## Excerpted records
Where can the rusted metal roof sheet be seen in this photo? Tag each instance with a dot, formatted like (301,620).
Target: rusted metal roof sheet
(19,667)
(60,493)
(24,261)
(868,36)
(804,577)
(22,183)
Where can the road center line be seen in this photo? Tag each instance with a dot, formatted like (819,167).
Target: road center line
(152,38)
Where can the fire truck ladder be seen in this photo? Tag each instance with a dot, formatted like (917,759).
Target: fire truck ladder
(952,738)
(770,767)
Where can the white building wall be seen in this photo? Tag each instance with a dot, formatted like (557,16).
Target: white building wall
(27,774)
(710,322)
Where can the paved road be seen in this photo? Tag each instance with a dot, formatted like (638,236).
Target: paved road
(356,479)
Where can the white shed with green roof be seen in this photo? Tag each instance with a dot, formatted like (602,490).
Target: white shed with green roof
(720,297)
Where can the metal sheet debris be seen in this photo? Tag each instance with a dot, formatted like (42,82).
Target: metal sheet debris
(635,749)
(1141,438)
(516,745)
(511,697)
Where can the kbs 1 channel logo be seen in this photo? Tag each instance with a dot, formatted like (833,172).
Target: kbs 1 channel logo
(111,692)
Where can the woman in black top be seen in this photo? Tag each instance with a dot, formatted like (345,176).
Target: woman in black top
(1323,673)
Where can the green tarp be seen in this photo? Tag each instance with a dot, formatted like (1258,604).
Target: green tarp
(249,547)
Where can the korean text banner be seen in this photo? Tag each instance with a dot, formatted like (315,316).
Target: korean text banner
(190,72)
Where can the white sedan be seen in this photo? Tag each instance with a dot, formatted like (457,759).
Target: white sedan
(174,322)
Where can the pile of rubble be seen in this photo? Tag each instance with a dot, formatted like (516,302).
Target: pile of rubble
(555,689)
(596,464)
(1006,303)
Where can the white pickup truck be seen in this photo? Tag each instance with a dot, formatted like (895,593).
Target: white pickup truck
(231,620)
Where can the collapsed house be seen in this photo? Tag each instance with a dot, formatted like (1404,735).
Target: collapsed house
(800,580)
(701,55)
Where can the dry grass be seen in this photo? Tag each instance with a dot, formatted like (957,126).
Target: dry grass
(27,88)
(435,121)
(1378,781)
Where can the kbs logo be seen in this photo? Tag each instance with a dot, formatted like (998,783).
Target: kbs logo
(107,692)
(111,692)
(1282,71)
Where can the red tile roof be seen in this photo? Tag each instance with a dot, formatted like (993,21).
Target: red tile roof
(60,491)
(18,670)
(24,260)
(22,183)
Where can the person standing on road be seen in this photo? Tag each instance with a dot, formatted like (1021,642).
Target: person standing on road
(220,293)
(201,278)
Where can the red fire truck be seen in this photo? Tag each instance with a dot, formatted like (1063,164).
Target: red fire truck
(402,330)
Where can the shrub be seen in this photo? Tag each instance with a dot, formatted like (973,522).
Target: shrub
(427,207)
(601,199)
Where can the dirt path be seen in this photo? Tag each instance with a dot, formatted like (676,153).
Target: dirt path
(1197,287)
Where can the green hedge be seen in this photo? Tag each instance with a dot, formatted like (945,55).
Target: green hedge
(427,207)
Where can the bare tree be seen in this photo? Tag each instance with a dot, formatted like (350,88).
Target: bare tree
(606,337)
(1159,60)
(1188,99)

## Action item
Extract the full listing above without alteration.

## Problem solution
Where can the rusted metal roof sheet be seen in this photo? Tag each instance with a dot, formatted like (301,620).
Target: rusted metal roof sheet
(19,667)
(60,493)
(24,261)
(868,36)
(804,577)
(22,183)
Where can the road center line be seen in this photo? Tag each instance with a dot, formatted like (819,167).
Target: road center line
(152,38)
Where can the fire truck ladder be seen in this photo? Tag each instance with a dot, formatted like (917,759).
Target: fire truck ladder
(952,738)
(770,767)
Where can the white building wall be seen in this photo? Tag each instance with a dot, formatted like (557,16).
Target: white building wall
(27,774)
(710,322)
Where can the paved road be seen in this photo? Tag each instance with a dot, formatted like (638,236).
Target: paved road
(356,479)
Where can the white shed with green roof be seen in this photo? Tag each instance with a dot, formatted like (602,490).
Target: white shed with green roof
(720,297)
Where can the metal sheet debris be seen in this photo? Tag each instance with a dot, formatted like (42,82).
Target: metal sheet debris
(635,749)
(1141,438)
(516,745)
(511,697)
Where can the kbs 1 channel logo be seen in this photo? Tag each instance with a dot, formatted like (833,172).
Target: kbs 1 channel logo
(111,692)
Where can the woman in black top be seen in this photo? Tag each instance with a dot, formatted like (345,176).
Target: woman in black top
(1323,673)
Where can the green tarp be seen in this photo? Tag each instance with a dot, formatted like (1258,604).
Target: green tarp
(249,547)
Where can the korean text banner be seen in this photo? Tag each instance with a dot, formatted like (315,316).
Target: korean text banner
(190,72)
Where can the white sedan be seen in this photo? Tag each instance with a dot, formatted like (457,759).
Target: white sedan
(174,322)
Where can the pile of rubble be seen in this photo? Tag each instance with a dot, formatted like (516,302).
Target: pile of rubble
(555,689)
(596,464)
(1006,303)
Where can the white pickup truck be seen in this photo? Tag each instance with a dot, formatted like (895,593).
Target: white pickup truck
(231,620)
Where can the collapsed house be seen in this photo? Tag each instance with a dot, formatted like (1404,735).
Target: collapsed house
(800,580)
(701,55)
Where can the dry grass be seen in this photo? Tag each instance with a dot, formatted like (957,126).
Target: dry grass
(27,88)
(435,121)
(1378,781)
Where can the kbs logo be seen in this photo? Tag each instance with a dot, formatted like (998,783).
Target: kbs logo
(107,692)
(111,692)
(1282,71)
Where can the red tile roof be seen in this photo? Tag each instance with a dot, formatted like (993,21).
Target: red tile roof
(60,491)
(18,670)
(24,260)
(22,183)
Where can the person standing on road be seen in this photo? Tag each instance with a dot, formatted like (1021,642).
Target: person standing on road
(220,293)
(201,278)
Where can the red fire truck be seen in this photo? Tag each instance with a dot, formatted like (1063,164).
Target: red fire truck
(402,330)
Where can the shrub be seen in this photo? Tag each instance with a dot, formatted like (973,522).
Target: shrub
(427,207)
(601,199)
Where can the dirt path be seen in this photo? Tag each instance with a dot, formatted like (676,153).
Target: dirt path
(1197,287)
Where can the green hedge be seen in this photo? Tag each instance with a dot, formatted like (945,55).
Target: green hedge
(427,207)
Where can the bare tree be seen in this photo? Tag each instance with a dot, formatted like (350,88).
Target: bare tree
(606,337)
(1159,60)
(1188,99)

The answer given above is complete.